British military transport aircraft, 1947

The Vickers Valetta is a twin-engine military transport aircraft developed and produced by the British manufacturing company Vickers-Armstrongs Ltd. Developed from the Vickers VC.1 Viking compact civil airliner, it was an all-metal mid-wing monoplane with a tailwheel undercarriage.

Development of the Valetta commenced during immediate postwar years as a consequence of Royal Air Force (RAF) interest in a military transport model of the Viking. Amongst the requirements stipulated for the aircraft was the need for it to rapidly alternate between various different roles, including those of a troop transport, air ambulance, freighter, glider tug, and paratroop carrier. To accommodate these various roles, many of the aircraft's furnishings were designed to be rapidly removed and replaced by alternative configurations. Further design changes from the Viking included the adoption of more powerful Bristol Hercules 230 radial engines, a reinforced cabin floor, and a strengthened undercarriage.

Having performed its maiden flight on 30 June 1947, the Valetta was quickly introduced to RAF service during the following year. The type promptly became a major element of Transport Command's activities and participated in various British military operations conducted during the 1950s and 1960s, including the Suez Crisis, Aden, and the Malayan Emergency. It was further developed into multiple variants, including a VIP model, and multiple training models. Most extensively, the Valetta was the basis for the Vickers Varsity, a dedicated military trainer aircraft.

==Development==
===Background===
The origins of the Valetta are closely associated with the aircraft from which it was derived, the Vickers VC.1 Viking, a civil-orientated airliner which had in turn been derived from the Second World War-era Vickers Wellington medium bomber. During the latter stages of the Viking's development, it underwent extensive evaluations by the Royal Air Force (RAF). Several officials took an interest in seeing the type procured as a dedicated military transport variant with which to equip RAF Transport Command, using the aircraft as a quick replacement for numerous worn-out transport aircraft that had served in the Second World War.

It was on the basis of this interest that the Air Ministry decided to formalise the requirement, issuing Specification C.9/46 with Vickers' design specifically in mind. The aviation author C. F. Andrews observed that the specification was relatively forward-looking for the era, particularly as it required the aircraft to be rapidly convertible for performing various roles, including as a troop carrier, air ambulance, freighter, glider tug, and for air-dropping both paratroopers and supplies.

===Into flight===
The first prototype, Valetta, which had originally been built as a standard Viking (c/n 158), was completed during the first half of 1947. On 30 June 1947, this prototype performed the type's maiden flight from Brooklands, piloted by Vickers' test pilot Mutt Summers.

Although the Valetta was named after the Maltese capital Valletta, the aircraft's name is spelt with only a single "l". The Viking and Valetta provided the basis of the Varsity. The Varsity, although similar, was slightly larger and had a tricycle undercarriage arrangement and was equipped with a distinctive under-fuselage pannier for accommodating a bomb-aimer and up to 24 practice bombs.

Extracted entries:
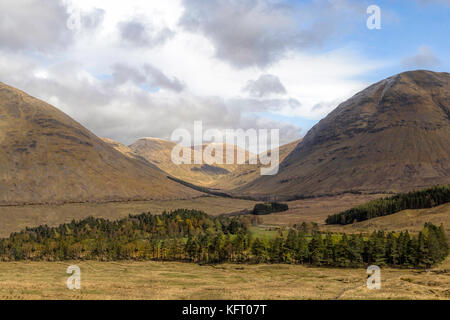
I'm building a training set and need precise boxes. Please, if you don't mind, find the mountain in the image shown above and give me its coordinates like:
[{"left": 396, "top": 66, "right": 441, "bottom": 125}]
[
  {"left": 0, "top": 83, "right": 200, "bottom": 205},
  {"left": 129, "top": 138, "right": 254, "bottom": 187},
  {"left": 214, "top": 139, "right": 301, "bottom": 190},
  {"left": 127, "top": 138, "right": 299, "bottom": 190},
  {"left": 234, "top": 71, "right": 450, "bottom": 199}
]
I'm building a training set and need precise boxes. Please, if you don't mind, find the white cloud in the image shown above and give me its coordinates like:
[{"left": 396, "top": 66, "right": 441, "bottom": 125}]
[
  {"left": 0, "top": 0, "right": 386, "bottom": 143},
  {"left": 402, "top": 45, "right": 441, "bottom": 68}
]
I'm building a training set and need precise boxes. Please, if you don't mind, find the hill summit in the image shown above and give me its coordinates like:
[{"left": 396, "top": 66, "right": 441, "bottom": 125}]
[{"left": 235, "top": 70, "right": 450, "bottom": 199}]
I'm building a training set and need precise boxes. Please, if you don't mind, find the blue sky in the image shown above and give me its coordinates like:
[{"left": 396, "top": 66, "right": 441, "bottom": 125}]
[{"left": 0, "top": 0, "right": 450, "bottom": 144}]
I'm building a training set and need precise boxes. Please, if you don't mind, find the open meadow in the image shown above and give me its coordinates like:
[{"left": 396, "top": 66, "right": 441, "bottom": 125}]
[{"left": 0, "top": 259, "right": 450, "bottom": 300}]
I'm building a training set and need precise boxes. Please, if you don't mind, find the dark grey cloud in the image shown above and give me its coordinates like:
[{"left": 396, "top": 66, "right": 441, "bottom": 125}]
[
  {"left": 0, "top": 55, "right": 301, "bottom": 144},
  {"left": 118, "top": 18, "right": 174, "bottom": 47},
  {"left": 180, "top": 0, "right": 365, "bottom": 67},
  {"left": 0, "top": 0, "right": 73, "bottom": 52},
  {"left": 242, "top": 74, "right": 287, "bottom": 98},
  {"left": 112, "top": 63, "right": 185, "bottom": 92},
  {"left": 402, "top": 46, "right": 441, "bottom": 68}
]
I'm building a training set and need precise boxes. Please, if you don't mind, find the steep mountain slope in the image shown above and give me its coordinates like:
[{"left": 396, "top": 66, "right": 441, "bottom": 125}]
[
  {"left": 214, "top": 139, "right": 301, "bottom": 190},
  {"left": 129, "top": 138, "right": 253, "bottom": 187},
  {"left": 235, "top": 71, "right": 450, "bottom": 198},
  {"left": 128, "top": 138, "right": 299, "bottom": 190},
  {"left": 0, "top": 83, "right": 199, "bottom": 205}
]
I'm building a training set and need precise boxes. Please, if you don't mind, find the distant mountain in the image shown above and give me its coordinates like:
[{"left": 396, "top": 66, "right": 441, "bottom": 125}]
[
  {"left": 234, "top": 71, "right": 450, "bottom": 199},
  {"left": 0, "top": 83, "right": 200, "bottom": 205},
  {"left": 129, "top": 138, "right": 254, "bottom": 187},
  {"left": 129, "top": 138, "right": 299, "bottom": 190}
]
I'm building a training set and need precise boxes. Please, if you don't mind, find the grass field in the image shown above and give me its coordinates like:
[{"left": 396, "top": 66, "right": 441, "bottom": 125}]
[
  {"left": 0, "top": 260, "right": 450, "bottom": 300},
  {"left": 321, "top": 203, "right": 450, "bottom": 235},
  {"left": 0, "top": 195, "right": 386, "bottom": 237}
]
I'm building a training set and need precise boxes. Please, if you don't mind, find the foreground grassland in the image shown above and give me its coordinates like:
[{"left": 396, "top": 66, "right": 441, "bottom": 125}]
[{"left": 0, "top": 259, "right": 450, "bottom": 300}]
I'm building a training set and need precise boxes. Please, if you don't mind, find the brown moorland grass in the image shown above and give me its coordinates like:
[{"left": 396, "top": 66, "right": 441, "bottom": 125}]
[
  {"left": 321, "top": 203, "right": 450, "bottom": 235},
  {"left": 0, "top": 259, "right": 450, "bottom": 300}
]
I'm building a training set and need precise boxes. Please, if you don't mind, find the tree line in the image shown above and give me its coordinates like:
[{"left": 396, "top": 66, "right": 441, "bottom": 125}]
[
  {"left": 325, "top": 185, "right": 450, "bottom": 225},
  {"left": 0, "top": 209, "right": 449, "bottom": 268}
]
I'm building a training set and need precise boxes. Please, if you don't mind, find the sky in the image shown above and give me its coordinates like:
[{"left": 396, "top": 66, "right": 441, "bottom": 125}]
[{"left": 0, "top": 0, "right": 450, "bottom": 144}]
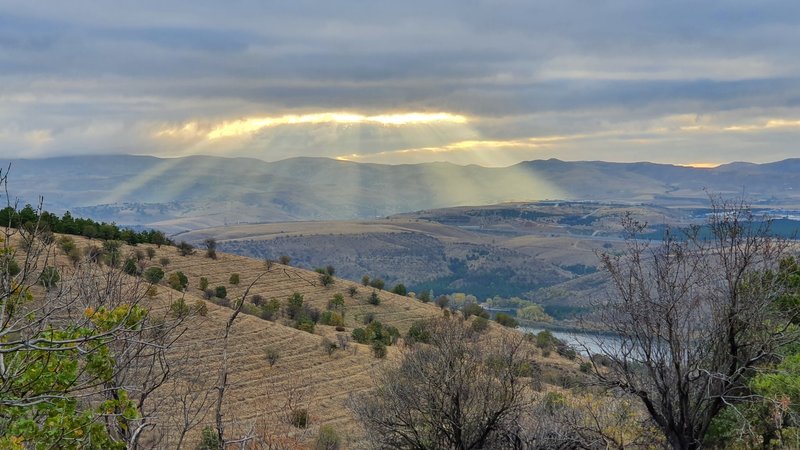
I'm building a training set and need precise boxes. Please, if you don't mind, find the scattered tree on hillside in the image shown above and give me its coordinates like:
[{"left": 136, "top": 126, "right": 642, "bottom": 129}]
[
  {"left": 350, "top": 319, "right": 530, "bottom": 449},
  {"left": 595, "top": 199, "right": 800, "bottom": 449},
  {"left": 203, "top": 238, "right": 217, "bottom": 259}
]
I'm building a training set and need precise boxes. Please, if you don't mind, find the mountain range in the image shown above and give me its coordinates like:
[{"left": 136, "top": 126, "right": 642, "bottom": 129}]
[{"left": 4, "top": 155, "right": 800, "bottom": 233}]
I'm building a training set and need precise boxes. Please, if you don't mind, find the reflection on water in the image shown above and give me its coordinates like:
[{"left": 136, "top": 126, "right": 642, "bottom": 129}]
[{"left": 519, "top": 327, "right": 620, "bottom": 355}]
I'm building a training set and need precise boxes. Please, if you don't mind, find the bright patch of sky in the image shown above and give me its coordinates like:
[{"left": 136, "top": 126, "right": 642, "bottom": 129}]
[{"left": 0, "top": 0, "right": 800, "bottom": 166}]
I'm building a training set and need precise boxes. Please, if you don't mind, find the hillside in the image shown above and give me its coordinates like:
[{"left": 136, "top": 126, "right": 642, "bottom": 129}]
[
  {"left": 15, "top": 234, "right": 577, "bottom": 448},
  {"left": 6, "top": 156, "right": 800, "bottom": 233}
]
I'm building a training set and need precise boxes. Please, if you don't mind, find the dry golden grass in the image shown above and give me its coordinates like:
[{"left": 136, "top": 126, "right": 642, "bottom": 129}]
[{"left": 14, "top": 237, "right": 576, "bottom": 448}]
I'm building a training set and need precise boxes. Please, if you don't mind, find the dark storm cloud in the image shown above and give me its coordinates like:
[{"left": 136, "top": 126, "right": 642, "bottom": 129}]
[{"left": 0, "top": 0, "right": 800, "bottom": 160}]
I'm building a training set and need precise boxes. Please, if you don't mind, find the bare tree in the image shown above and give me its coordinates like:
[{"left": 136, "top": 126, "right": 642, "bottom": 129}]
[
  {"left": 594, "top": 198, "right": 798, "bottom": 449},
  {"left": 350, "top": 319, "right": 532, "bottom": 449}
]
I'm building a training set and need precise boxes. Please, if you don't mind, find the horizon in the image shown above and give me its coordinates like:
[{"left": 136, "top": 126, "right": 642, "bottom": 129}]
[
  {"left": 6, "top": 153, "right": 800, "bottom": 169},
  {"left": 0, "top": 0, "right": 800, "bottom": 167}
]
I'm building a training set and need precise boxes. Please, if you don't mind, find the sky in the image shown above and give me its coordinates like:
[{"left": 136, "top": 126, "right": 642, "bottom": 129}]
[{"left": 0, "top": 0, "right": 800, "bottom": 166}]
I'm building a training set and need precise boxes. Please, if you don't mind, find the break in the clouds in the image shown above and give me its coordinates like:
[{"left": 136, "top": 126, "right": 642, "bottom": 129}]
[{"left": 0, "top": 0, "right": 800, "bottom": 165}]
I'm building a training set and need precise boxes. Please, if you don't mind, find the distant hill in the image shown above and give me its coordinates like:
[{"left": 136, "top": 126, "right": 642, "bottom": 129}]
[{"left": 2, "top": 155, "right": 800, "bottom": 232}]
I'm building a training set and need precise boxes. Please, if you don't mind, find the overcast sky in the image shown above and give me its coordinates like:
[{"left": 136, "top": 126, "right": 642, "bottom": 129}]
[{"left": 0, "top": 0, "right": 800, "bottom": 166}]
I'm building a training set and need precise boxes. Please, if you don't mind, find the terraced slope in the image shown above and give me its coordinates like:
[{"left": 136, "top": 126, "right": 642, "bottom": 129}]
[{"left": 14, "top": 238, "right": 577, "bottom": 448}]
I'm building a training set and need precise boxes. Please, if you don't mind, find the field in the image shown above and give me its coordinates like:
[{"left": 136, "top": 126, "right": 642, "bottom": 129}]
[{"left": 17, "top": 234, "right": 577, "bottom": 448}]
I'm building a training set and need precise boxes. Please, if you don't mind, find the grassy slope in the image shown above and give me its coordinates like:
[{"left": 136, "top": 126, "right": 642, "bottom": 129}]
[{"left": 21, "top": 238, "right": 576, "bottom": 448}]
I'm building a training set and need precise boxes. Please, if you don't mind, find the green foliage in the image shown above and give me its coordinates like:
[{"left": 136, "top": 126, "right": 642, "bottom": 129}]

Prompt: List every change from the Viking that the Vickers Valetta text names in the sentence beginning "Further design changes from the Viking". The records have nothing to do with the Vickers Valetta text.

Result for this task:
- More powerful Bristol Hercules 230 radial engines
- A reinforced cabin floor
- A strengthened undercarriage